## MATERIAL PROVIDED

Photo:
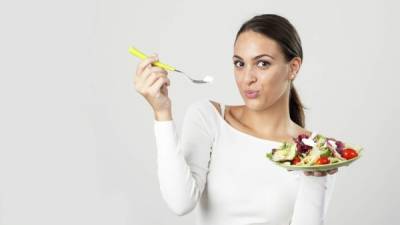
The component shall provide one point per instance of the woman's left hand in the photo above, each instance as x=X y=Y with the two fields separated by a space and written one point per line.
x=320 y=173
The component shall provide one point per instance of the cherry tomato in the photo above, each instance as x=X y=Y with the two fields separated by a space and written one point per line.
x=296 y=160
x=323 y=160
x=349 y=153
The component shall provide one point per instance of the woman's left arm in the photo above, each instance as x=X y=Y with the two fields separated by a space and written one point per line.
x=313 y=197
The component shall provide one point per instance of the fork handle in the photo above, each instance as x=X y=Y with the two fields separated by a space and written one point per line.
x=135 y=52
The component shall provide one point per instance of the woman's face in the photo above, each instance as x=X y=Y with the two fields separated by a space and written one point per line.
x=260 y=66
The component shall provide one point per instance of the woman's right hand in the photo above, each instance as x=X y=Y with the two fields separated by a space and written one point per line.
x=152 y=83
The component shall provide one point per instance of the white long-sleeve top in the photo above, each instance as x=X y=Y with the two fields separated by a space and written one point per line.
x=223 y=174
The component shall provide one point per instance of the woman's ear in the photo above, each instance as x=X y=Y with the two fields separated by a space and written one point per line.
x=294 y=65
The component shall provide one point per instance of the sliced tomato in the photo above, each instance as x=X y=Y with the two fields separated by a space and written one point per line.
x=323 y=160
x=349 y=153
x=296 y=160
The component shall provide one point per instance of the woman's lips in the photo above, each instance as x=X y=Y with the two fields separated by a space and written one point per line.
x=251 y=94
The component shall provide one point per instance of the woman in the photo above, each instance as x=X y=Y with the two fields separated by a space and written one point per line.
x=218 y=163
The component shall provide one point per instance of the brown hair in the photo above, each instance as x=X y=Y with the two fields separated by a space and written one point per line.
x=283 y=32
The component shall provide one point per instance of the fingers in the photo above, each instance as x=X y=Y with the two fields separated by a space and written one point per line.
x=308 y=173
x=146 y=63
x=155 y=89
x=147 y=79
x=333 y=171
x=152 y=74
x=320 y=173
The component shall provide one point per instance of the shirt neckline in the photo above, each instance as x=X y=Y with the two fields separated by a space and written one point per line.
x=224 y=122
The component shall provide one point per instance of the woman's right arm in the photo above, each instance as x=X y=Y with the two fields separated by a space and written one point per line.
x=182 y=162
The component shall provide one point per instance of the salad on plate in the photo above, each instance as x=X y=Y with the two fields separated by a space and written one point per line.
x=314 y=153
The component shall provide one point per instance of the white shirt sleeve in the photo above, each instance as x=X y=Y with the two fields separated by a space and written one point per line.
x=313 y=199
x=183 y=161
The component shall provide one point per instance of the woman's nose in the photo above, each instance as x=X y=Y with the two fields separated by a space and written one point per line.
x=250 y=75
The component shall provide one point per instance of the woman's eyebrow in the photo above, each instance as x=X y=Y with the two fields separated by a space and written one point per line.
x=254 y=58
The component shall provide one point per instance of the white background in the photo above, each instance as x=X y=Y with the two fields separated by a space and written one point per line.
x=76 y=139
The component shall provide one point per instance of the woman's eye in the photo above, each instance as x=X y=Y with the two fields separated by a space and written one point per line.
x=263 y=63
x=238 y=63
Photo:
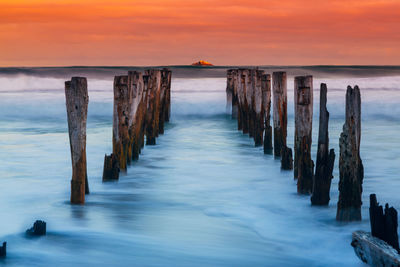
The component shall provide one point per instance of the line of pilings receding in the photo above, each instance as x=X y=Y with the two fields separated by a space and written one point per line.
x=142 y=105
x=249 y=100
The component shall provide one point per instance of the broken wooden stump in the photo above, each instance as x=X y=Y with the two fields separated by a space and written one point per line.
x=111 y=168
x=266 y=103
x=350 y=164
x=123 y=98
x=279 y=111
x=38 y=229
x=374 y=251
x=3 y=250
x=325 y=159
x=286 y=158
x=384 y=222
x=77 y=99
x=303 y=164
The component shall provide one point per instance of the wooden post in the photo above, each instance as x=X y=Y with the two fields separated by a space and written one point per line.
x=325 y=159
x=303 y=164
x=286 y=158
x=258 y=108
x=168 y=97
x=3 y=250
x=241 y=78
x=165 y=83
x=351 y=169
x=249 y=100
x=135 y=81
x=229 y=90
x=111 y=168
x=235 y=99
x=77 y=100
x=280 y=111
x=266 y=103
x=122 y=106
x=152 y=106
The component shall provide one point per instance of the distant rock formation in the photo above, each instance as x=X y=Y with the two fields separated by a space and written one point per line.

## STATED EXERCISE
Write out every line above exactly as it is, leaving out the pictures.

## TASK OUTPUT
Photo:
The component shall provide one point per instance of the woman's left hand in the photo above, each instance as x=X y=Y with the two fields separated by a space and written one point per line.
x=320 y=173
The component shall provide one point per instance of the cherry tomato in the photo above, each instance as x=X y=Y with the two fields separated by a space and written one point per line.
x=296 y=160
x=323 y=160
x=349 y=153
The component shall provide one point per instance of the woman's left arm in the photo above, each instance as x=X y=Y with the two fields separated by a space and written one point per line.
x=313 y=197
The component shall provide one point per instance of the fork handle in the photo above, each instance as x=X y=Y with the two fields separated by a space and written one point per line.
x=135 y=52
The component shall provide one point per instance of the woman's face in the photo above, each instance as x=X y=Y with the two fields separated by a space and written one point per line.
x=260 y=66
The component shall provide one point per instance of the woman's right hand in the photo above, each instance as x=X y=Y with the two fields separated by a space and written one point per line.
x=152 y=83
The component shall provide one point per instance of the white long-sleeve top in the photo above, each instance as x=X y=Y with the two fields separated by a space and written one point per line.
x=223 y=174
The component shall provide one point per instance of the woman's ear in the photo above, each instance as x=X y=Y with the two fields separated by a space and written one point per line.
x=294 y=65
The component shall provide one point per instance of the sliced tomato in the photo above, each instance as x=X y=Y with the two fields separated by a space and written one point per line.
x=323 y=160
x=349 y=153
x=296 y=160
The component shall provide one point per instance of the woman's lips in the photo above, each instance as x=X y=Y with the two fields separated by a space and written one point per line.
x=251 y=94
The component shall provide one point per instance of the woman in the photo above, each instance as x=X y=Y with the two fields separated by a space and written one point per line.
x=218 y=163
The component shall provide one point per instance of the brown hair in the photo above, each instance as x=X y=Y with the two fields separated by a space and written one point per line.
x=283 y=32
The component shall provide one point per instance of the fingers in the photo above, each instance as x=X y=Y with the two fields separated by a space and written one point per line.
x=308 y=173
x=146 y=63
x=155 y=89
x=147 y=79
x=333 y=171
x=152 y=74
x=320 y=173
The component shall provide one point per instance of the shirt neckline in the photo above, each instance as x=X y=Y with the two fields separated by a space and written one point per line.
x=224 y=122
The component shall provide one point per instance of the woman's right arm in the photo above, each instance as x=X y=Y with the two fields separated by a space and written one point per line.
x=182 y=162
The component shall provide one point per instance of the salad on plate in the photo above, each instance as x=X y=Y with the two fields separated by a space and written one point per line.
x=314 y=153
The component shall provide one point per instance of the white shirt sleeve in the photo above, each instance as x=X y=Y with the two fields separated by a space and written one point per line.
x=313 y=199
x=183 y=161
The component shall provide one point per instance of the woman's nose in the photo above, each instance as x=X y=Y with the two fields separated by a space and written one point per line.
x=250 y=75
The component shall provide one point per instance of the woman's eyebrow in the photo above, each instance as x=X y=Y with the two fields separated by a space and written one point per line.
x=254 y=58
The component shall provide one point per instance of the white background in the photo above, each instance as x=X y=Y with the two fields separated by a space and written one point per line.
x=76 y=139
The component shall provide one point per instance of the woman's eye in the photo above, each instance as x=X y=Y with the two fields separated by a space and written one point per line.
x=263 y=63
x=238 y=63
Photo:
The component shall provide one point per instance of the line of pilings receding in the photo above, each instance as x=X y=Y with the two fields separated by a space and written one point per line.
x=142 y=105
x=249 y=100
The component shall provide one point per instance of the broken wooden stump in the photo above, each instance as x=X y=Y with the two fields separated by a space and written one point per line.
x=111 y=168
x=266 y=103
x=350 y=164
x=123 y=98
x=279 y=111
x=38 y=229
x=374 y=251
x=3 y=250
x=325 y=159
x=286 y=158
x=384 y=222
x=77 y=99
x=303 y=164
The component shall provide one point per instance of the wooden post in the photo above, each instance as x=X y=Y with the two fields separated by a space and written one point per line.
x=325 y=159
x=303 y=164
x=286 y=158
x=258 y=108
x=168 y=97
x=3 y=250
x=241 y=78
x=165 y=83
x=351 y=169
x=249 y=100
x=135 y=81
x=229 y=90
x=111 y=168
x=235 y=99
x=77 y=100
x=280 y=111
x=266 y=103
x=122 y=106
x=152 y=106
The component shall provide one point per instance of the distant rock formation in the photo above, each instance as x=X y=Y with the two fields separated by a space and written one point per line.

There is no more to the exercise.